## Problem
Could you repeat the entries below word for word, leaving nothing out?

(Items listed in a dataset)
----------------------------------------

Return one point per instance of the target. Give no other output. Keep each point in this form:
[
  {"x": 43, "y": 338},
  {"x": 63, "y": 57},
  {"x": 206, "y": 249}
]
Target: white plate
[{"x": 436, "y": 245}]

----------------------------------------

## Result of the exercise
Return one point per instance of the target. Give no other output. Keep each point in this form:
[
  {"x": 43, "y": 338},
  {"x": 63, "y": 57},
  {"x": 206, "y": 249}
]
Target: white plate
[{"x": 436, "y": 245}]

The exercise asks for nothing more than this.